Task to carry out
How many lines in the data below have the string "stem"? Reply with the number alone.

[Opening Available records section]

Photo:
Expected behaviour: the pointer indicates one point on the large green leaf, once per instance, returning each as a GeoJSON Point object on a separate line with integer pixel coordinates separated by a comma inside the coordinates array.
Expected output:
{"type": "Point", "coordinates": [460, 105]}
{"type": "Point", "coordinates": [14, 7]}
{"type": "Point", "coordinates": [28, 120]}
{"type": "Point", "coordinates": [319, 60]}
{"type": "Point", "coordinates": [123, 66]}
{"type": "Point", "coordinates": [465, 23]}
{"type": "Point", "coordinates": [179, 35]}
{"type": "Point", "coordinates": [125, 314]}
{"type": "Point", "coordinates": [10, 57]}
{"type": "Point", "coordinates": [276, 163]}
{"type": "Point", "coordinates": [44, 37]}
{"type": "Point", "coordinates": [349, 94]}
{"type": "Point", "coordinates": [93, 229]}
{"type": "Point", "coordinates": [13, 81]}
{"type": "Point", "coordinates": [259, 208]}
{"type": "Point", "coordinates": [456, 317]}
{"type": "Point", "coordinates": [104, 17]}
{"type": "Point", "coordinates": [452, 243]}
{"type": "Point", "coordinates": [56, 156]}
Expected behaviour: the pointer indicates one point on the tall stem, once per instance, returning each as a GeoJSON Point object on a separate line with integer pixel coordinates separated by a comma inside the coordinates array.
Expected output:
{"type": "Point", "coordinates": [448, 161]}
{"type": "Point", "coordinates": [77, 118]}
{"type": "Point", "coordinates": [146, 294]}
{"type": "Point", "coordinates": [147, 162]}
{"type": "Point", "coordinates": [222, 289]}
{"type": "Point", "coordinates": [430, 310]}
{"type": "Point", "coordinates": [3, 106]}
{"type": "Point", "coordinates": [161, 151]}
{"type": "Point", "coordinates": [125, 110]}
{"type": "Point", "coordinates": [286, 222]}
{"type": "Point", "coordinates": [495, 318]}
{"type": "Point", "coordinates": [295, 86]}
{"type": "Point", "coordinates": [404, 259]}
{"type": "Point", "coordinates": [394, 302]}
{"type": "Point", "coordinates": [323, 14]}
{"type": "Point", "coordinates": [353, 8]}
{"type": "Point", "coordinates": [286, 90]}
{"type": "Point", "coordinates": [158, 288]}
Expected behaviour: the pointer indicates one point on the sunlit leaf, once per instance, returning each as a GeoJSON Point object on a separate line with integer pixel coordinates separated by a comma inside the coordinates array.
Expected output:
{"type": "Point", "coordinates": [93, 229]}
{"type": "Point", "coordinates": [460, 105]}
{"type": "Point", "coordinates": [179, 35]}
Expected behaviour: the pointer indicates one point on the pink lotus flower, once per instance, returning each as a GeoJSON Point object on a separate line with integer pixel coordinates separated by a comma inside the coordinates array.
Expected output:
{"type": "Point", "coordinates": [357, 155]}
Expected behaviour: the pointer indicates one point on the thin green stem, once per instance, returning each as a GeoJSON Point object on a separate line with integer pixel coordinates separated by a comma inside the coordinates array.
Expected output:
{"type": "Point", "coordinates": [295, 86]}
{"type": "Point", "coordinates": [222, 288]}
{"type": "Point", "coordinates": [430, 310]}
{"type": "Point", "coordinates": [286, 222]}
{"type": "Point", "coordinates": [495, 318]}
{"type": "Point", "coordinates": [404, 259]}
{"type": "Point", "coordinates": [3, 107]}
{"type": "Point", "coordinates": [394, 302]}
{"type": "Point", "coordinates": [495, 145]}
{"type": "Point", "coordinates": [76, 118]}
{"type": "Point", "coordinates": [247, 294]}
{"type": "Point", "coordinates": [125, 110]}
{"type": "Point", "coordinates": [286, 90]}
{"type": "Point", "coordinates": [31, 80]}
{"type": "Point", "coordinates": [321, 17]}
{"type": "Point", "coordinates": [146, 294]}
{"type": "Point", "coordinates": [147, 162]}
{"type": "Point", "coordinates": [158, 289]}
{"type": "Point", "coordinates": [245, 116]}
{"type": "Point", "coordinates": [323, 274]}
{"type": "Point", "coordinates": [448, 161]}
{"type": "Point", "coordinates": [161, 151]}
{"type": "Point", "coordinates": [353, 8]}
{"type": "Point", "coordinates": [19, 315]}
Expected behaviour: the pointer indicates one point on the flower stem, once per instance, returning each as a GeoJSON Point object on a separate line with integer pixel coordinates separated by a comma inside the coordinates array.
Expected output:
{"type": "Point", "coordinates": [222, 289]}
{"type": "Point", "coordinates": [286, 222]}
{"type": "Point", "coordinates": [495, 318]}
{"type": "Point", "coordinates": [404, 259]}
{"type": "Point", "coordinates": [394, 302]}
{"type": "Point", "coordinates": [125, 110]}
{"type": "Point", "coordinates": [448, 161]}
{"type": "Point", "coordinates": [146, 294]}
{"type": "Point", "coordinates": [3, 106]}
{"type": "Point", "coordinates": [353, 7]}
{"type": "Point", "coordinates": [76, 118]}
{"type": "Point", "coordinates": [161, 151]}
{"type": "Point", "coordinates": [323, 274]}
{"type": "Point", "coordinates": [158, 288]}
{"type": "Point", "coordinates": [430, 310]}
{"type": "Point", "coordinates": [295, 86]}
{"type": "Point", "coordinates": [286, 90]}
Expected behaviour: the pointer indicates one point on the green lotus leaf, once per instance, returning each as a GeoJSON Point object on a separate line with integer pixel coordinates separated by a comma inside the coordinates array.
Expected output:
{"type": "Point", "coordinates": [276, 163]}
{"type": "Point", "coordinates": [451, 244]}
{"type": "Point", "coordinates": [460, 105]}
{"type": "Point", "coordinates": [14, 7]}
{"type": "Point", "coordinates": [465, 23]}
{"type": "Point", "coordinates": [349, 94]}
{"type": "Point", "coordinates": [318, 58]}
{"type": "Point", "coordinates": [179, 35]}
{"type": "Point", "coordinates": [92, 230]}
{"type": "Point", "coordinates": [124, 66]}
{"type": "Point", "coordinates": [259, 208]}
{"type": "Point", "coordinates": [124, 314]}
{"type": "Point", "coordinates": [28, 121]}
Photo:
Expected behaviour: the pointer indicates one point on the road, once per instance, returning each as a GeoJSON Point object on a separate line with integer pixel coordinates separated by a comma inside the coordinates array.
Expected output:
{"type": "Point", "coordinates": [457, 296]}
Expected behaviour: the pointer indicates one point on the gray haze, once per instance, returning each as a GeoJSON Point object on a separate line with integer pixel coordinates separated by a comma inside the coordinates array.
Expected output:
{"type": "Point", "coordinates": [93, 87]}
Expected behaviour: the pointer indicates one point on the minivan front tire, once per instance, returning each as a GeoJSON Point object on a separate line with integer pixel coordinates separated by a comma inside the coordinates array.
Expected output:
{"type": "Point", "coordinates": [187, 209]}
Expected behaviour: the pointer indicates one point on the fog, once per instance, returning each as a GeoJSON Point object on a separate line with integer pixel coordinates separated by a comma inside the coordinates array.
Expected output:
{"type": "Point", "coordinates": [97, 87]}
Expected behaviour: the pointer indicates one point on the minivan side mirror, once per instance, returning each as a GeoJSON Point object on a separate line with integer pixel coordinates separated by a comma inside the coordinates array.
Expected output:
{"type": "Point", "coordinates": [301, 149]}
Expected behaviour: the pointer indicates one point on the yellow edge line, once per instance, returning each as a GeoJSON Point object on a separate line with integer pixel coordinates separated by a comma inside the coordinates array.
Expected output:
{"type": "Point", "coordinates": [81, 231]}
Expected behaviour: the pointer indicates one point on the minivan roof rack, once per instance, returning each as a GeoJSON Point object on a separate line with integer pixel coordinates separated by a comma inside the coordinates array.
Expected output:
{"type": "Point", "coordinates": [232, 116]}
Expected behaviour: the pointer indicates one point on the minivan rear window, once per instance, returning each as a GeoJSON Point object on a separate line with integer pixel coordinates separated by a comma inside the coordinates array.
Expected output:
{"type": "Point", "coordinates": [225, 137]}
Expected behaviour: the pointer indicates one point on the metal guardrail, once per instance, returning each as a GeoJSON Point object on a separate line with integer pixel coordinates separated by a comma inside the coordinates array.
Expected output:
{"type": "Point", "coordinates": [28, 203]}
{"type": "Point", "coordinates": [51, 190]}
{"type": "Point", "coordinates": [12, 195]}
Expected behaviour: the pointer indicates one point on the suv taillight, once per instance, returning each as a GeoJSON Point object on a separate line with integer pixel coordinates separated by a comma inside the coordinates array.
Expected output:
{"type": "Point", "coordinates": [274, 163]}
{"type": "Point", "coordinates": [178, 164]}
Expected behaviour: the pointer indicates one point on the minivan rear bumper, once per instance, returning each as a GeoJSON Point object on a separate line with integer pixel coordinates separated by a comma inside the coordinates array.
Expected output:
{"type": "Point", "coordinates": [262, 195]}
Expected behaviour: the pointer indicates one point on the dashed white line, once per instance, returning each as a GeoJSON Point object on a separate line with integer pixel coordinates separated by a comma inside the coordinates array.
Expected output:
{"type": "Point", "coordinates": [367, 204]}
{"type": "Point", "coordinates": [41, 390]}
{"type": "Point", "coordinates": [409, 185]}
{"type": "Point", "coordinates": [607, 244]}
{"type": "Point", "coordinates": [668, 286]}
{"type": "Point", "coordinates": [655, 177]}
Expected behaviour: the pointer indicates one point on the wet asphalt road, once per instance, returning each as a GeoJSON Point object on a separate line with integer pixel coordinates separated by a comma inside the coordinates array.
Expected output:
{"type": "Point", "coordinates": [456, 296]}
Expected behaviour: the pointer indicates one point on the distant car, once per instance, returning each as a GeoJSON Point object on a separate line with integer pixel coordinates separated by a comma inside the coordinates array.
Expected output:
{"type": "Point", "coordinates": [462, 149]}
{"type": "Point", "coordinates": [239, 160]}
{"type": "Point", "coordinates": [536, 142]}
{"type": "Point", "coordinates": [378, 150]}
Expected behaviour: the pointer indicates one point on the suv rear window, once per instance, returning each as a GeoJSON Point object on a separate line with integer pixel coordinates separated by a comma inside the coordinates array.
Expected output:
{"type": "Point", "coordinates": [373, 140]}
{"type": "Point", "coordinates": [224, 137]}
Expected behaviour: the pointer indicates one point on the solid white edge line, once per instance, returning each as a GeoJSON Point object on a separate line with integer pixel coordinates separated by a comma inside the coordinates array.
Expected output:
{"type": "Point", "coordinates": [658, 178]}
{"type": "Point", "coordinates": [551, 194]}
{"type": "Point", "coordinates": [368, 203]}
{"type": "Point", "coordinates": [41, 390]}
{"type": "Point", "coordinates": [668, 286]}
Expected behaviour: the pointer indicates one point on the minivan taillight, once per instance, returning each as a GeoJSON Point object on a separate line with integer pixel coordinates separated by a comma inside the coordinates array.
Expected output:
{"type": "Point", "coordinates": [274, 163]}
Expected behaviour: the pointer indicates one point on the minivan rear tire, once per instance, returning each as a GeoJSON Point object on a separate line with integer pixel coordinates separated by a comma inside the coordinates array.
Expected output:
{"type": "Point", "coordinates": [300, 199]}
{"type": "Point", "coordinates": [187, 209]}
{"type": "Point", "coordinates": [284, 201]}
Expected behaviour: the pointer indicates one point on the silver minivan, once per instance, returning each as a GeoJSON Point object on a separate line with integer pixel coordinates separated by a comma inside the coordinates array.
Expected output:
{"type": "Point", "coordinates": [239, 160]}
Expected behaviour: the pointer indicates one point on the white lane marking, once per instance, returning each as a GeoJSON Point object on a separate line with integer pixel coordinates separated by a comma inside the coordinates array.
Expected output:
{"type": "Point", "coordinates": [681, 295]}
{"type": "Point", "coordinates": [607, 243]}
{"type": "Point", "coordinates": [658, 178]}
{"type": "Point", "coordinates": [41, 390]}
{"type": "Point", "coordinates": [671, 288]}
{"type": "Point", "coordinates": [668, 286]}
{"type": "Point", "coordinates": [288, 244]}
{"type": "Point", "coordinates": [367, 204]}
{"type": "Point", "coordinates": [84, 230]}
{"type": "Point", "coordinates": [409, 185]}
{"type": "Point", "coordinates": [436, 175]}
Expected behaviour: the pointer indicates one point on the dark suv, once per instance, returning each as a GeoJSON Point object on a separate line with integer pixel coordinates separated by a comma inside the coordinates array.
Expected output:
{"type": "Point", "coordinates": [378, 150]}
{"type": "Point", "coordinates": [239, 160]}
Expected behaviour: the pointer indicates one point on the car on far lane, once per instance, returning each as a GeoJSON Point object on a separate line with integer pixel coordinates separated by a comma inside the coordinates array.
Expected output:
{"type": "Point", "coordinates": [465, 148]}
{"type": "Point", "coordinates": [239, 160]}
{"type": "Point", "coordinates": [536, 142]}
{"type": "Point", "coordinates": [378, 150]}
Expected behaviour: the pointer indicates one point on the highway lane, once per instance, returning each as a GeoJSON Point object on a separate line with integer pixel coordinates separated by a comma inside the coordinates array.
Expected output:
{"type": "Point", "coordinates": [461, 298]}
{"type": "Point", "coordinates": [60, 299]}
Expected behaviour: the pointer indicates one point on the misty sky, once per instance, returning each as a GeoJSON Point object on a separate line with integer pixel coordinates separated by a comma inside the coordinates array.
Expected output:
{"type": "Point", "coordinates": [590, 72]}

[Closing Available records section]

Written solution
3